▶ INSTRUCTIONS FOR THE TASK:
Reproduce, word for word, the part of the passage below on Claudius and the Church that opens with the words containing "Most historians seem" and closes with "as it were.".

▶ SUPPLIED PASSAGE:
The Church at this time is sometimes referred to as Catholic and sometimes as Roman Catholic. It was certainly both but not in the same sense that it would be after the Gregorian Reform in the 11th century. By that time the protests of someone like Claudius would most certainly have resulted in a death sentence.
He lived at a time when the Roman See did not wield universal political power. Voices of dissent and differentiation of practice could still flourish and though he was certainly criticized, he was in no physical danger. Because there wasn't an enforced uniformity Christians could still function within the larger Catholic community. But that time was rapidly coming to an end.
It would take the Lateran Councils, an empowered Pope and the Inquisition to bring about the monolithic and frankly totalitarian Roman Catholic Europe we know all too well. During that era the monarchs of Europe trembled at the fulminations and decrees which poured forth from the throne in Rome.
Claudius attacked many of the practices of his day which he viewed as little more than superstitions. The cross, a devotional symbol largely unknown to the early church had come into great prominence and he mocked its veneration and by way of satire suggested that people might venerate anything Jesus had contact with in the course of his life. We might as well venerate the womb of virgins, swaddling cloths, mangers, ships or donkeys. Certainly all of these things could point to aspects of Christ's person and work. Claudius is basically asking, what is the basis for determining what is proper? Is there a basis, or is it whatever suits our fancy? Can we invent symbols to incorporate into our worship?
Most historians seem to make a mockery of his argument and label him as puritanical, pedestrian and unoriginal, a fool who focused on silly minutiae as it were.

▶ EXTRACTED RECORDS:
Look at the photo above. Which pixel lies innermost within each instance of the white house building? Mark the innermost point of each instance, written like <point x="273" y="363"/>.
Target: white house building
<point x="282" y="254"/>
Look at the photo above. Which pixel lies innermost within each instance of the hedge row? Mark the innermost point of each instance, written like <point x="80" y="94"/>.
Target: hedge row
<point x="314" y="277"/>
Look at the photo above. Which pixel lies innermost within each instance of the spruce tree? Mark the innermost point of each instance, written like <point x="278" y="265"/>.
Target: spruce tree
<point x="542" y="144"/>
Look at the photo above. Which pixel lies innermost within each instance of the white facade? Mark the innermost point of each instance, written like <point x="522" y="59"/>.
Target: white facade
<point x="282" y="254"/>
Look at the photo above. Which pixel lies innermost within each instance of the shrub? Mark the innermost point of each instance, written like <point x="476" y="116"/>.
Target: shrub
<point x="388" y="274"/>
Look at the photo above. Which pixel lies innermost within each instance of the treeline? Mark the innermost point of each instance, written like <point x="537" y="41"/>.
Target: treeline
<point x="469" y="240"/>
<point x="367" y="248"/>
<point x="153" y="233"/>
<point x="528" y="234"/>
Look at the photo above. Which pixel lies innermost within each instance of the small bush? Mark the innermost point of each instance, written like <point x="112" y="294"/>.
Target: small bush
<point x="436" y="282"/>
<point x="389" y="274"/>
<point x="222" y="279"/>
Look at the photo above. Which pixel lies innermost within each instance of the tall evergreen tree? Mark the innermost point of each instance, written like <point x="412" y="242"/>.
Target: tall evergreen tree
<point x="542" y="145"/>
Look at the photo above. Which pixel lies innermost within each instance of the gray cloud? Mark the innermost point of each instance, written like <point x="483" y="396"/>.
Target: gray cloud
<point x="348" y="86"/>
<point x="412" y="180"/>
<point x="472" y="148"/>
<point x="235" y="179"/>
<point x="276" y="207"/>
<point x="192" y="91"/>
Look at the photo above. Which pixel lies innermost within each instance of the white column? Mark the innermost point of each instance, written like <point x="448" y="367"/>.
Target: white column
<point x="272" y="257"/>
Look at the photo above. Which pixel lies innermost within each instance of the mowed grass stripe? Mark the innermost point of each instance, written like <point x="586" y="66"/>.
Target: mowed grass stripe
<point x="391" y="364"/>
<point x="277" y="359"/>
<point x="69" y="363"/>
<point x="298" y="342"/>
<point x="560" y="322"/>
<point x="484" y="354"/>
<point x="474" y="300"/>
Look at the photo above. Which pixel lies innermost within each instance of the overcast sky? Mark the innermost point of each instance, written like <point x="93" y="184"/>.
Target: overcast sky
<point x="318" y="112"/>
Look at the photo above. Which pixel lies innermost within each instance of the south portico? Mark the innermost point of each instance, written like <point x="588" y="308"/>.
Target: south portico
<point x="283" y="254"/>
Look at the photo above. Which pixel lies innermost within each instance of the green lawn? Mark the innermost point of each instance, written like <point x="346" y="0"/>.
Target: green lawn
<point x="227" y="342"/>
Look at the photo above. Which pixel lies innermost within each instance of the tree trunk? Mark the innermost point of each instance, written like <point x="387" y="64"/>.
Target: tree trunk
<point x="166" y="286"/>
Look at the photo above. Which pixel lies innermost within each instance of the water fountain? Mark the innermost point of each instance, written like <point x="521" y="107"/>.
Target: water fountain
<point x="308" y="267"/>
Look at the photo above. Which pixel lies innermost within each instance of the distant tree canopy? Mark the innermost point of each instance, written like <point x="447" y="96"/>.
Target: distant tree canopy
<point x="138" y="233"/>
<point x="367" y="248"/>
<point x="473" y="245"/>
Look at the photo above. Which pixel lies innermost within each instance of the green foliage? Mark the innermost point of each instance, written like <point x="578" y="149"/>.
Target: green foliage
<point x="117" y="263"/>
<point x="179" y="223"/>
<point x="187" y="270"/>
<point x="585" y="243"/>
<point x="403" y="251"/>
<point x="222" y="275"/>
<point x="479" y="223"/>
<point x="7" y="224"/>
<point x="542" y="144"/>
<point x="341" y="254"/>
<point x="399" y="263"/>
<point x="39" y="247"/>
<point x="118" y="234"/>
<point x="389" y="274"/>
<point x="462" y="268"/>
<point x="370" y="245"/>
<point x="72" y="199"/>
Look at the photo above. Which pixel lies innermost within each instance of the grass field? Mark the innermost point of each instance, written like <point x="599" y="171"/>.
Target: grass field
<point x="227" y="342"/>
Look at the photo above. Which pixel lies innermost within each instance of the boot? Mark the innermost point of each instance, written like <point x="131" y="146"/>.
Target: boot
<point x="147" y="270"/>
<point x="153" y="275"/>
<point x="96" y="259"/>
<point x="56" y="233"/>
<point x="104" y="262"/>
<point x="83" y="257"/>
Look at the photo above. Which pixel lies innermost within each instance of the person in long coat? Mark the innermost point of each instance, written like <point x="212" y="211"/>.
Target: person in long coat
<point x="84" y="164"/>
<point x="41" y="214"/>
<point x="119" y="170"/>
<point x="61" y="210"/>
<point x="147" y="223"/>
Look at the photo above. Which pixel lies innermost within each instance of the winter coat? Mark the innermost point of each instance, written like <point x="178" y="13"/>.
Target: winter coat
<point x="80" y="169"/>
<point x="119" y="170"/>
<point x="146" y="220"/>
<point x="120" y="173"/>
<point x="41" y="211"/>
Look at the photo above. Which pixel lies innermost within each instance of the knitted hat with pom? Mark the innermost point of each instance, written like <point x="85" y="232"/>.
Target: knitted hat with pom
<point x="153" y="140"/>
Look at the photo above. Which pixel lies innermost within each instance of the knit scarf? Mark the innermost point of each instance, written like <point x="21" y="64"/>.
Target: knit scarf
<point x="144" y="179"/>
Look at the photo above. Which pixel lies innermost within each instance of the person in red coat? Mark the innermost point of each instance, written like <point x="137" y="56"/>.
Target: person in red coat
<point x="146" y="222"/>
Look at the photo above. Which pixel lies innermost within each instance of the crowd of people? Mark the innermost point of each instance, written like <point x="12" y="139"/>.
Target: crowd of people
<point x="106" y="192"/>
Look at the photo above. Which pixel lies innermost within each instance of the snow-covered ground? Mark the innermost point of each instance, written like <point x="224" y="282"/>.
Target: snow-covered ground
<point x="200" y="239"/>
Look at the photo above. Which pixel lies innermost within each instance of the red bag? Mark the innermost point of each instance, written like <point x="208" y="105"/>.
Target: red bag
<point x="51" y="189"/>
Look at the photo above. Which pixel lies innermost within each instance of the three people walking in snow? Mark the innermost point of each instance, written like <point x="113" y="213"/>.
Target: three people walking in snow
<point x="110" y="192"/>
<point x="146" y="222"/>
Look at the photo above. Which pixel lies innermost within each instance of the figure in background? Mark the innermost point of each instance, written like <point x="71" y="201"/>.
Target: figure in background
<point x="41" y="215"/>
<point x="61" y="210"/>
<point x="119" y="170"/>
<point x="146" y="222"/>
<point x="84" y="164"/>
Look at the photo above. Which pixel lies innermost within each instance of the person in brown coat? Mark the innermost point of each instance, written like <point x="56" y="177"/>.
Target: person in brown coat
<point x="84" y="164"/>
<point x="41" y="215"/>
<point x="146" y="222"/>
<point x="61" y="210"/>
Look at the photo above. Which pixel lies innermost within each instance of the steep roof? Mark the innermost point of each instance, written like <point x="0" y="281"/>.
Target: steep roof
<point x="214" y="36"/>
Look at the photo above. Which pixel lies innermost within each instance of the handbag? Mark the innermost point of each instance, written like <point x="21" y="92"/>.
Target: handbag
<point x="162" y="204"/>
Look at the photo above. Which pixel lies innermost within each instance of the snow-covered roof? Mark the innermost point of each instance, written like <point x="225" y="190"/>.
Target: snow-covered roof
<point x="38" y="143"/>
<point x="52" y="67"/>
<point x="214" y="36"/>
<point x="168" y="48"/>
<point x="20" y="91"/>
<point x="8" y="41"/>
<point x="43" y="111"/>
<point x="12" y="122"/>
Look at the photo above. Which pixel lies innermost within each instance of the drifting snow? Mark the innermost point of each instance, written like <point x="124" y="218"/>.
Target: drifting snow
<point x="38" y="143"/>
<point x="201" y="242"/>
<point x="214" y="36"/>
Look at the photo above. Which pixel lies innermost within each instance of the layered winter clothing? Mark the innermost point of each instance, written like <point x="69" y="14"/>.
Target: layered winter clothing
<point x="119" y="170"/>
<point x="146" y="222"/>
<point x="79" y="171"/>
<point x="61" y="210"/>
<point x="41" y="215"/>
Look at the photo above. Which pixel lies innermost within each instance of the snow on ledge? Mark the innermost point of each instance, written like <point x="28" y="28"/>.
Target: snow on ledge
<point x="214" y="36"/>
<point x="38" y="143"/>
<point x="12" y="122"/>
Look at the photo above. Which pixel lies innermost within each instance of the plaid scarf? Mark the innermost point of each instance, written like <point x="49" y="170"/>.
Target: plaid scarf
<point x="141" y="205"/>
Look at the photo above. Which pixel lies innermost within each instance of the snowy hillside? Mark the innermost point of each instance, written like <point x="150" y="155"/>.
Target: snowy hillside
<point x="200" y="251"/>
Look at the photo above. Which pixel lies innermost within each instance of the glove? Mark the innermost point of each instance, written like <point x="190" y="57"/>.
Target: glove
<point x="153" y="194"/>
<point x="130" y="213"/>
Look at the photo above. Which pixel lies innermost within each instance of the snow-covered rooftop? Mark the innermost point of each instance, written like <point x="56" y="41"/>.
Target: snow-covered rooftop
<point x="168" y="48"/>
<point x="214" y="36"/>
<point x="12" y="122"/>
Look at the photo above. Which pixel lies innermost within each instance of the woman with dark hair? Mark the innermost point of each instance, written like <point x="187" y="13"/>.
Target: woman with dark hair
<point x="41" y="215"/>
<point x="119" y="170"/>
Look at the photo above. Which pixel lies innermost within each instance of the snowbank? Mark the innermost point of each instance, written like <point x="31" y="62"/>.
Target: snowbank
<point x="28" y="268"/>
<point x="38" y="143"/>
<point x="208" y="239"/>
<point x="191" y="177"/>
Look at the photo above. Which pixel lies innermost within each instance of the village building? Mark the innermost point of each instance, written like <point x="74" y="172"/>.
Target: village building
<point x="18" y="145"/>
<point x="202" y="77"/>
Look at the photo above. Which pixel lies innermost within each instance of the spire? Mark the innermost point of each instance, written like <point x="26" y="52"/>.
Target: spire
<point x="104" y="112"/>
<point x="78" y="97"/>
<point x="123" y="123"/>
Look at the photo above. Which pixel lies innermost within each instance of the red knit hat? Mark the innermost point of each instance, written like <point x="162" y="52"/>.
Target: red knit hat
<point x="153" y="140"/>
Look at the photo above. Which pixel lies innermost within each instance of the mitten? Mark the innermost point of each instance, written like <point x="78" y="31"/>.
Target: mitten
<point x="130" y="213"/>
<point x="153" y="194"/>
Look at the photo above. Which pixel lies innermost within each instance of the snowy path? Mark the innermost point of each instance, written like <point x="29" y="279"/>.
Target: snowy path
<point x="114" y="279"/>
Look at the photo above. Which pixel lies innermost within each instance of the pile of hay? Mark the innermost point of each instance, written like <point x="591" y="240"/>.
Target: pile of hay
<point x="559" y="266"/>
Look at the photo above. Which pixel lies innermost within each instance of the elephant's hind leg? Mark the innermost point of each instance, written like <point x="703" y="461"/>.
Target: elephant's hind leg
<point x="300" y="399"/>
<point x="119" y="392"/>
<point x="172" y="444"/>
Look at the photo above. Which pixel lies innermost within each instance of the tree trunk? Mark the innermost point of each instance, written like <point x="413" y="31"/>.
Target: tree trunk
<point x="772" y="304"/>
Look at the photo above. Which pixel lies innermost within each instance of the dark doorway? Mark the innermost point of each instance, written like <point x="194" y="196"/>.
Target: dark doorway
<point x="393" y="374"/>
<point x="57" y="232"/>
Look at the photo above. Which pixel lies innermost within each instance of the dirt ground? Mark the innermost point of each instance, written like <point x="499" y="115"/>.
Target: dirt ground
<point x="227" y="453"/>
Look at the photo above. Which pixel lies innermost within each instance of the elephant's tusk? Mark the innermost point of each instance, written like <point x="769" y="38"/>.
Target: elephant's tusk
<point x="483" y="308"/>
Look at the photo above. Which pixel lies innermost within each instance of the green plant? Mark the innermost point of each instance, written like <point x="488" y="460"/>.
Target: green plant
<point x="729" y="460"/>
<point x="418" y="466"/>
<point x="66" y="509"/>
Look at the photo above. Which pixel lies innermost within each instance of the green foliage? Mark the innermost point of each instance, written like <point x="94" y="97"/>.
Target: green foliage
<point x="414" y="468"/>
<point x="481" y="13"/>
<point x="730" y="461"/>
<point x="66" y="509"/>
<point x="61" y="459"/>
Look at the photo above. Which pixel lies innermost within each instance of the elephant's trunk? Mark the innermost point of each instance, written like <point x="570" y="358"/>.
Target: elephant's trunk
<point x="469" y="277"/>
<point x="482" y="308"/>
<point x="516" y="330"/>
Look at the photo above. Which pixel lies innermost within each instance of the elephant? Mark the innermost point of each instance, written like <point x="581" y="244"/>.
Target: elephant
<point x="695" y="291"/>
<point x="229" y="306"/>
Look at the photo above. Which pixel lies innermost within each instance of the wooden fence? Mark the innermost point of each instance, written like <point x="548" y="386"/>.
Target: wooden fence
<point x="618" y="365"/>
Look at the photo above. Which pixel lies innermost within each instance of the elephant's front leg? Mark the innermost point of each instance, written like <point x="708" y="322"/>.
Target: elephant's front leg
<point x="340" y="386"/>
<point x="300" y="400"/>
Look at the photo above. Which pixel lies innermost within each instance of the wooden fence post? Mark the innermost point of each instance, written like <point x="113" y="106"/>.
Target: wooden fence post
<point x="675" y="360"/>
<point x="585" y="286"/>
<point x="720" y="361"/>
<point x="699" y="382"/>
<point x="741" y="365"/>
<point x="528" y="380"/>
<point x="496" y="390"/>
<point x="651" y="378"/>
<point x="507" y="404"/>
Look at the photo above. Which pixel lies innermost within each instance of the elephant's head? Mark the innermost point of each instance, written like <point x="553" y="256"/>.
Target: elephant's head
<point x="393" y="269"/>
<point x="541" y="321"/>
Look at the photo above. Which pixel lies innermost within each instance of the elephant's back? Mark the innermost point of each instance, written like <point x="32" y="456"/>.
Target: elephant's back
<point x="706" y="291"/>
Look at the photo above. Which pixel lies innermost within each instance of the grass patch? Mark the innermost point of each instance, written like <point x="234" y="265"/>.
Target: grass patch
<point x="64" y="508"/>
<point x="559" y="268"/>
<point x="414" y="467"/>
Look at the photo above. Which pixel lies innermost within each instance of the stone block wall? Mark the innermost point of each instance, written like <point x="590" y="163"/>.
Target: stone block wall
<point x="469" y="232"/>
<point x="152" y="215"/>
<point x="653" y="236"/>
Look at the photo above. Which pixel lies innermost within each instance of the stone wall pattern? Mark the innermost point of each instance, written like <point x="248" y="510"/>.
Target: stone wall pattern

▶ YOUR RESPONSE:
Most historians seem to make a mockery of his argument and label him as puritanical, pedestrian and unoriginal, a fool who focused on silly minutiae as it were.